(Stored items from a collection)
◇ ◇ ◇ ◇ ◇

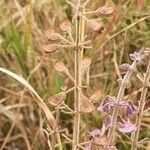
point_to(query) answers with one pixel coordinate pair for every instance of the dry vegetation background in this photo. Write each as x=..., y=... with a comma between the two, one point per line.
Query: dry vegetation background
x=22, y=24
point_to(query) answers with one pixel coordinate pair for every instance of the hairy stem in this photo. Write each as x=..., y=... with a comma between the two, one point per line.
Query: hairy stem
x=141, y=108
x=76, y=130
x=120, y=95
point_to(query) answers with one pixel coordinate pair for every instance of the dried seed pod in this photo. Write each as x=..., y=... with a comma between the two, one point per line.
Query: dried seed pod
x=52, y=35
x=105, y=10
x=86, y=105
x=95, y=26
x=96, y=95
x=85, y=64
x=57, y=99
x=50, y=48
x=65, y=26
x=60, y=67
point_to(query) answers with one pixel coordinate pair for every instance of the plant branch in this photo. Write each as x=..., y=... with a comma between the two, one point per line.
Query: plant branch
x=76, y=130
x=141, y=108
x=120, y=95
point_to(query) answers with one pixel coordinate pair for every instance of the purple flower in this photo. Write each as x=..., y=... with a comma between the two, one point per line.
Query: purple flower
x=95, y=132
x=138, y=56
x=107, y=121
x=125, y=126
x=88, y=147
x=129, y=108
x=108, y=102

◇ ◇ ◇ ◇ ◇

▸ EXERCISE AIM
Switch every "photo" in the lines above to "image", keep everything else the same, and write the lines out again without the pictures.

▸ EXPECTED ANSWER
point_to(query) answers with one pixel coordinate pair for every instance of the dry vegetation background in this image. Write each as x=..., y=... with a comma between the two, one point per line.
Query: dry vegetation background
x=22, y=24
point_to(query) answers with one pixel coordinate pair for every instance of the hairy stem in this image. Write each as x=..., y=... with a comma between the two, one point per line.
Query: hairy stem
x=141, y=108
x=76, y=130
x=120, y=95
point_to(query) answers with one pixel coordinate pair for every instance of the dried seed pod in this image. Write each as x=..., y=... with a comma between the two, one point per line.
Query: dried seed pod
x=52, y=35
x=105, y=10
x=86, y=105
x=95, y=26
x=96, y=95
x=85, y=64
x=57, y=99
x=50, y=48
x=65, y=26
x=60, y=67
point_to(query) answers with one pixel coordinate pair for every instance of the plant branch in this image. Write each as x=..., y=... with a comma between the two, one point per line.
Query: plant branch
x=76, y=130
x=141, y=108
x=120, y=95
point_to(query) answers with one pixel coordinate pair for every instance of the purple flower in this image. Write each as x=..., y=... with a comma between the two, one point per line.
Query: purple flower
x=95, y=132
x=138, y=56
x=107, y=121
x=125, y=126
x=88, y=147
x=129, y=108
x=108, y=102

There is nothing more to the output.